* **What the task asks**
Scale the rows of the source data below by 2.4. Reproduce every line, requests included, but multiply each box coordinate in the answers by 2.4 and round it to a whole number, with halves rounded up.

(Source data)
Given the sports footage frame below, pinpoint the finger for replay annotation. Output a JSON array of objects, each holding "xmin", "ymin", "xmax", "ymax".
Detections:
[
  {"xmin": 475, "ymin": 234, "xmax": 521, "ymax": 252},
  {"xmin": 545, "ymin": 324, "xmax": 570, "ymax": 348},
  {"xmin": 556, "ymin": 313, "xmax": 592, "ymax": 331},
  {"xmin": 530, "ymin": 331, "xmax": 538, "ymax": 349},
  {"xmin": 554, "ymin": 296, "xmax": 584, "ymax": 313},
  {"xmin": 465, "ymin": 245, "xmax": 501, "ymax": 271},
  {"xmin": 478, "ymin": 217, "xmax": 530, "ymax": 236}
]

* **Solution to the exercise**
Given the sports footage frame below, pinpoint the finger for replay annotation. Output a JSON array of objects, each holding "xmin", "ymin", "xmax", "ymax".
Detections:
[
  {"xmin": 1140, "ymin": 562, "xmax": 1250, "ymax": 605},
  {"xmin": 1308, "ymin": 778, "xmax": 1368, "ymax": 835},
  {"xmin": 1334, "ymin": 751, "xmax": 1421, "ymax": 794},
  {"xmin": 1272, "ymin": 794, "xmax": 1291, "ymax": 838},
  {"xmin": 1330, "ymin": 710, "xmax": 1402, "ymax": 751},
  {"xmin": 1116, "ymin": 588, "xmax": 1202, "ymax": 650},
  {"xmin": 1147, "ymin": 521, "xmax": 1272, "ymax": 566}
]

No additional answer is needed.